Task instructions: Output the listing exactly, without its pictures.

Extracted data:

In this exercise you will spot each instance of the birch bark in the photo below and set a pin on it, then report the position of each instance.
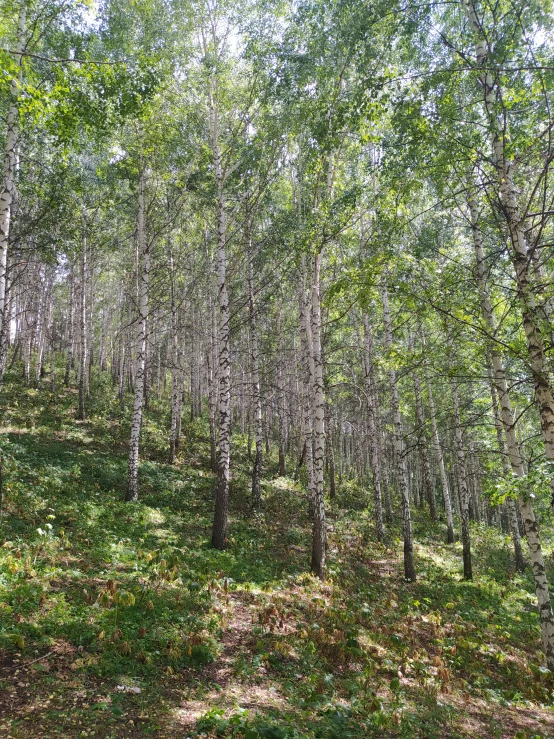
(219, 529)
(374, 455)
(142, 318)
(462, 475)
(519, 253)
(256, 391)
(400, 457)
(8, 175)
(438, 452)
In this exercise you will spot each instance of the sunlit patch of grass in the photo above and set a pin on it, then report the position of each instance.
(111, 594)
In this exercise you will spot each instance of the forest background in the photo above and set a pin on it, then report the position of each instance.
(277, 390)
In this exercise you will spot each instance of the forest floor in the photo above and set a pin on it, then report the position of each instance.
(120, 620)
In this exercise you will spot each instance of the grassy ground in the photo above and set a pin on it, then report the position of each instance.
(119, 620)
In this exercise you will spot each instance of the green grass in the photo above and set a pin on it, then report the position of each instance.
(120, 620)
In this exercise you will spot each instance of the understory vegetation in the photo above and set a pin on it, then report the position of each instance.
(119, 621)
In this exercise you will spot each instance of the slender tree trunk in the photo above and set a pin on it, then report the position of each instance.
(510, 503)
(462, 477)
(144, 279)
(71, 328)
(519, 252)
(212, 390)
(219, 529)
(400, 457)
(319, 538)
(281, 431)
(256, 391)
(7, 189)
(306, 353)
(422, 444)
(81, 412)
(438, 453)
(374, 455)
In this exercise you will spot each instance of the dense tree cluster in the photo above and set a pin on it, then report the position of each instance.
(327, 225)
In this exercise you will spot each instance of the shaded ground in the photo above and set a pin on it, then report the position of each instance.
(121, 621)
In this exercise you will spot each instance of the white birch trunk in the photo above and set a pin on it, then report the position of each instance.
(9, 167)
(141, 328)
(319, 532)
(440, 457)
(257, 397)
(400, 458)
(374, 455)
(219, 529)
(518, 239)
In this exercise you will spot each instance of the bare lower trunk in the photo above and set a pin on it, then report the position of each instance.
(136, 420)
(519, 252)
(219, 528)
(256, 391)
(81, 413)
(439, 455)
(7, 187)
(319, 533)
(462, 478)
(374, 455)
(400, 457)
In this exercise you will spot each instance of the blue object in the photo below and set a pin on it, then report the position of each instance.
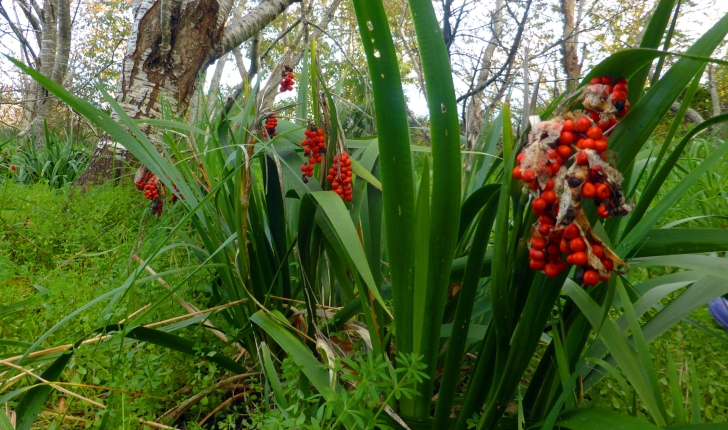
(719, 310)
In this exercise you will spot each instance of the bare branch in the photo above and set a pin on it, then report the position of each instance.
(281, 36)
(509, 60)
(243, 29)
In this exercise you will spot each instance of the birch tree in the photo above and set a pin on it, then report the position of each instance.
(171, 42)
(47, 47)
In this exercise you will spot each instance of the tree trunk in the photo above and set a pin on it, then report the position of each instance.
(154, 71)
(47, 58)
(214, 94)
(474, 110)
(569, 58)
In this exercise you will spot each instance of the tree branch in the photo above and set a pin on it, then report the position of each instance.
(248, 26)
(509, 60)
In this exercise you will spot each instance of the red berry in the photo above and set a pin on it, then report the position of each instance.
(591, 277)
(545, 219)
(607, 263)
(549, 197)
(538, 243)
(571, 232)
(583, 124)
(536, 254)
(538, 204)
(568, 125)
(594, 133)
(582, 159)
(564, 247)
(577, 244)
(566, 138)
(588, 190)
(528, 176)
(545, 229)
(601, 146)
(537, 264)
(579, 258)
(603, 192)
(564, 151)
(551, 270)
(619, 96)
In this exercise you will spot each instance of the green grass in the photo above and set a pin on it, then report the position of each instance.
(61, 249)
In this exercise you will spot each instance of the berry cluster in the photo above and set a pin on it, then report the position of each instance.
(270, 125)
(617, 93)
(314, 145)
(153, 189)
(150, 191)
(340, 177)
(545, 167)
(287, 82)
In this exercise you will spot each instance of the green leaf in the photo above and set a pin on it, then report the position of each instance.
(446, 185)
(658, 242)
(643, 352)
(618, 345)
(422, 246)
(344, 238)
(678, 410)
(5, 421)
(651, 39)
(466, 300)
(178, 343)
(296, 350)
(601, 419)
(31, 403)
(638, 125)
(397, 176)
(302, 106)
(272, 377)
(364, 174)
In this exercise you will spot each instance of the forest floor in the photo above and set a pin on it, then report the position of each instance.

Response below:
In this exercise you will spot each instance of the birch bark in the photo below and set a pin on it, then report the position of each instance.
(219, 529)
(374, 455)
(142, 318)
(462, 475)
(519, 253)
(256, 391)
(400, 457)
(8, 175)
(438, 452)
In this exercise you will spot each instance of the sunlit patch of grass in the photo above and set a pin on it, then report the position of each instance.
(111, 594)
In this exercise you will spot each instance of the forest background in the photo above and set a pin on it, then report the position of each instance.
(277, 390)
In this exercise you will spot each instance of the forest floor in the photo above and set a pin on it, then report the position of each instance.
(120, 620)
In this exercise you will spot each instance of the grassy ground in the photo above and set a pin on it, then report the position of each instance.
(119, 620)
In this exercise you will spot each instance of the green grass in the photo above and set a pin on it, then report the position of each instance.
(120, 620)
In this exercise you will spot each instance of the understory vegetation in the photo above and set a pin on it, then report the position of each instance.
(119, 621)
In this exercise you will spot each instance of the slender tree trunk in the photo above and set a pin on it, then report the position of each instance.
(510, 503)
(462, 477)
(144, 279)
(71, 328)
(519, 252)
(212, 390)
(219, 529)
(400, 457)
(319, 538)
(281, 431)
(256, 391)
(7, 189)
(306, 353)
(422, 444)
(81, 412)
(438, 453)
(374, 455)
In this exercise you will spot each instance of the dense tree cluster in the photo above and set a pin on it, then report the position of each instance.
(327, 225)
In this exercise you will spot each instance of the shaded ground in the photo above and set a pin on it, then report the position of each instance.
(121, 621)
In this exercise you will spot each instance of the white birch trunk in the photo above and set a pin on it, then report the position of each instance.
(9, 167)
(141, 328)
(319, 532)
(440, 457)
(257, 397)
(400, 458)
(374, 455)
(219, 529)
(518, 239)
In this exercise you will spot each instance of the bare lower trunk in the photo above and set a pin on it, then report the position of each instance.
(136, 420)
(519, 252)
(219, 528)
(256, 391)
(81, 413)
(439, 455)
(7, 187)
(319, 533)
(462, 478)
(374, 455)
(400, 457)
In this exercise you will spot each instance of the blue object in the photo below and set a pin on it, then report the position of each instance.
(719, 310)
In this exercise you will spot each instance of the bare branch in the photo above and set a pin on it, then report the position of each instance.
(281, 36)
(509, 60)
(243, 29)
In this exercise you will spot each instance of the birch tree in the photo above and set a pin on it, then report the position of each instance.
(171, 42)
(47, 47)
In this exercise you will spot each instance of the tree trunk in the photo above and set a pin on it, then report the position of each instance.
(154, 71)
(47, 58)
(214, 94)
(474, 110)
(569, 58)
In this exercise you will spot each instance of the tree branch in the photo above and set a pin on it, then report the position of each instance.
(248, 26)
(509, 60)
In this exercise you will spot each instance of the red berry in the photo above and set a pin on it, then report the position of each instance.
(591, 277)
(545, 219)
(607, 263)
(549, 197)
(538, 243)
(571, 232)
(583, 124)
(536, 254)
(538, 204)
(568, 125)
(594, 133)
(582, 159)
(564, 247)
(577, 244)
(566, 138)
(588, 190)
(528, 176)
(545, 229)
(601, 146)
(537, 264)
(579, 258)
(603, 192)
(564, 151)
(551, 270)
(619, 96)
In this exercise you will spot each instance of the green grass in the photo above and set a pin on it, then report the position of each instance.
(61, 249)
In this exercise you will spot each instance of the berry cluster in the photo above and set a pin on it, then report the position of each instance.
(270, 125)
(617, 93)
(314, 145)
(153, 189)
(150, 191)
(340, 177)
(545, 167)
(287, 82)
In this exercise you will spot each instance of the green leaf in the photo above and set a pin on it, then report the position of each instance.
(446, 185)
(658, 242)
(643, 352)
(618, 345)
(422, 246)
(344, 238)
(678, 410)
(5, 421)
(651, 39)
(466, 300)
(178, 343)
(296, 350)
(601, 419)
(31, 403)
(638, 125)
(397, 176)
(302, 106)
(272, 377)
(364, 174)
In this exercise you will spot each instance of the forest floor in the photo above and set a pin on it, then report the position of each instance.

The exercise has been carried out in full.